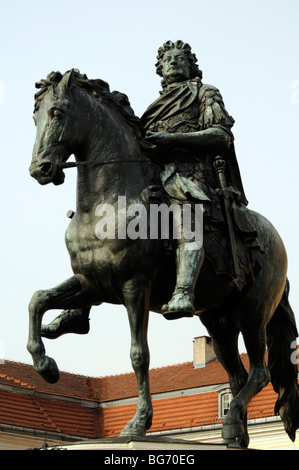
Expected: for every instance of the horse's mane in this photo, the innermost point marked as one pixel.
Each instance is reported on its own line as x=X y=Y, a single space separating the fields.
x=101 y=91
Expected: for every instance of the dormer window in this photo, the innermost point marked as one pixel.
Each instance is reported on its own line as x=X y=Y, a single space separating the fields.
x=225 y=397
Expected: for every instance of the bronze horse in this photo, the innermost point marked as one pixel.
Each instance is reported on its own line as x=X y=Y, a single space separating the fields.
x=75 y=115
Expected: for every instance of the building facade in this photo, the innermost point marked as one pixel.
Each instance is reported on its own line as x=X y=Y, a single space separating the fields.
x=190 y=401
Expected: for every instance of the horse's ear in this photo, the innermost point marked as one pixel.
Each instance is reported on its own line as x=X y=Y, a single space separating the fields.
x=68 y=79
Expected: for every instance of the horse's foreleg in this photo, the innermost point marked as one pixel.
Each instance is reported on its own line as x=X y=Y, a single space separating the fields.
x=70 y=294
x=137 y=304
x=233 y=425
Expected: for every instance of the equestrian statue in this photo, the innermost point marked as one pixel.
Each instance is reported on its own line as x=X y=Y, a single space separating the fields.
x=208 y=255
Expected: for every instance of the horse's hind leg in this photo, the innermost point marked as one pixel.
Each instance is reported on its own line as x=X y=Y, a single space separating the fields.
x=136 y=299
x=233 y=425
x=70 y=294
x=225 y=335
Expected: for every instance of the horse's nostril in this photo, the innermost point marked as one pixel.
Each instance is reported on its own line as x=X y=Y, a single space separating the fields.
x=46 y=168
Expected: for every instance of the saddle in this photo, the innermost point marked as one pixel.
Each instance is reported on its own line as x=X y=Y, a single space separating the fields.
x=215 y=240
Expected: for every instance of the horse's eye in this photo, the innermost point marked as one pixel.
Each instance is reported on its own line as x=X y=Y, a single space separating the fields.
x=56 y=113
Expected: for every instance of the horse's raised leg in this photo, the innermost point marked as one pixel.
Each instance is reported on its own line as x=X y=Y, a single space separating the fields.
x=225 y=335
x=136 y=298
x=70 y=294
x=233 y=430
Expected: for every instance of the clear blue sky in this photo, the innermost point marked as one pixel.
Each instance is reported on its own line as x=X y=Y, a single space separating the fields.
x=248 y=49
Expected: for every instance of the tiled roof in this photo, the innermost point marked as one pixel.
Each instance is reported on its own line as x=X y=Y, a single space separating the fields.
x=72 y=406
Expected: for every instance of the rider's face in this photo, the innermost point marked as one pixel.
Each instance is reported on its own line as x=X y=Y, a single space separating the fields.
x=176 y=66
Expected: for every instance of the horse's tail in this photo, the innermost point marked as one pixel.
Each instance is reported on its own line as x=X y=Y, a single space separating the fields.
x=282 y=363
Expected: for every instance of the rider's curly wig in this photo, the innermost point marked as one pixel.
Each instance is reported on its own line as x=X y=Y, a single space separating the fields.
x=184 y=47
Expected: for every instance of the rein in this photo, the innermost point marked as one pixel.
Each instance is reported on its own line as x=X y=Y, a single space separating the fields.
x=76 y=164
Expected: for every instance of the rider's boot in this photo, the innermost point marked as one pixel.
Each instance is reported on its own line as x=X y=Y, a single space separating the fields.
x=188 y=265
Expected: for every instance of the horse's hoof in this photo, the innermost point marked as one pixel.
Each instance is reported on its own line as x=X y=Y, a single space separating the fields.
x=48 y=370
x=133 y=429
x=235 y=436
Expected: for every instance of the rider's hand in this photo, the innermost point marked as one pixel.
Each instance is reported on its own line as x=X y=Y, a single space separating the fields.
x=163 y=140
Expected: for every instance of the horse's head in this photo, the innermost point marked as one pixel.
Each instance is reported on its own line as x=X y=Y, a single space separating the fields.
x=56 y=128
x=74 y=115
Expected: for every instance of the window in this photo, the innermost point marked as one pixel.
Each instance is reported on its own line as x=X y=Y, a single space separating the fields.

◆ ◆ ◆ ◆ ◆

Work to do =>
Please replace "innermost point" with "center point" everywhere in the listing above and write out all of its lines again, otherwise unchanged and without the pictures.

Task output =>
Expected: for every instance of the horse's mane in this photo, the center point marked as one pixel.
Each instance is reported on its own line as x=X y=Y, a single space separating the fields.
x=101 y=91
Expected: for every instance of the dormer window in this photo, the center point marked as one pixel.
Each instance is reported on its own line as x=X y=Y, a single space separating the fields.
x=225 y=397
Expected: for every instance of the bronze horse in this photo, the center point marked as one pixel.
Each instance is reported on its own line as x=X y=Y, a single space separating the fields.
x=75 y=115
Expected: for every instance of the building facade in this photo, the center point marked as one pixel.
Each instance is reported on its own line as x=X y=Y, a single space separating the fields.
x=190 y=401
Expected: for every instance of the horse's ear in this photo, the center point marked as one pixel.
Each instance is reported on its own line as x=X y=Y, a single space separating the fields.
x=68 y=79
Expected: for every instance of the horse's foreleg in this photo, the center point marked as one pixel.
Each instance is reported on its own line as x=X y=Y, a single space separating the fields.
x=70 y=294
x=137 y=304
x=233 y=425
Expected: for every instance of the equestrian statue in this photo, the center point marked as one pixel.
Each instance is reported on its own line as x=X y=Y, a single space separating the fields.
x=208 y=255
Expected: for every instance of the horse's hind leg in this photo, the center point marked as one pixel.
Each instance is reported on its own line as x=X y=Y, a single space separating the fields.
x=136 y=299
x=233 y=425
x=70 y=294
x=225 y=335
Expected: for every instance of the horse's nostril in this photo, the center point marked as one pixel.
Each instance is reported on its own line as x=X y=Y, a single space separating the fields.
x=46 y=168
Expected: for every instance of the saddle in this photo, the center point marked as one pixel.
Each instance is reported on its own line as x=X y=Y, a single space separating the fields.
x=215 y=240
Expected: for every instance of the horse's eye in this photo, the center point marked as one pixel.
Each instance is reported on its own line as x=X y=Y, a single space separating the fields.
x=56 y=113
Expected: for every instance of the horse's raised leg in this photo, the center point marked as one pixel.
Each instance is reported on its own line as x=X y=Y, a single space separating the fields.
x=225 y=335
x=136 y=298
x=70 y=294
x=233 y=430
Expected: for every instance of the clear blue sky in this photo, the center point marked as one pixel.
Each instance is reported on its own line as x=X y=Y, a single space separating the fields.
x=248 y=49
Expected: for every instance of the tiled roof in this photo, the center point marked as one pixel.
Each instance is reported on its own line as x=X y=Y, a single space separating the fields.
x=72 y=406
Expected: for every instance of the rider's face in this photo, the center point marked as one pixel.
Each instance is reported on its own line as x=X y=Y, a single space separating the fields.
x=176 y=66
Expected: for every instance of the horse's tail in this photo, the center point marked as one pixel.
Each instance is reported on its own line as x=X y=Y, a single space separating the fields.
x=282 y=363
Expected: for every instance of the rider's curly wig in this photo, the center point marked as one pixel.
Each instance is reported on its own line as x=X y=Y, a single space separating the fields.
x=184 y=47
Expected: for every instance of the rein in this photo, the center point marked as one pixel.
Each instance is reported on its own line as x=X y=Y, a single space separating the fields.
x=76 y=164
Expected: for every instance of the rider's boot in this photo, the center point marked as one pixel.
Each instance is reported on its own line as x=X y=Y, a single space separating the fields.
x=188 y=265
Expected: for every instance of the horse's hoof in this photo, the center point marked as one pixel.
Each instance is reported on its own line as x=X y=Y, a single space separating the fields.
x=48 y=370
x=133 y=429
x=235 y=436
Expected: for every instance of the rider's hand in this photo, the center point marked as one pixel.
Each instance is reported on its own line as x=X y=Y, a single space separating the fields.
x=163 y=140
Expected: for every instance of the horse's head in this photo, the center point marked as one pixel.
Each instance is reported on its own line as x=X y=Y, a single space separating the fields.
x=56 y=128
x=74 y=115
Expected: for every instance of the window in this photo, the center point marked as one pixel.
Each instance is reported on its own line as x=X y=Y, a single space separating the fields.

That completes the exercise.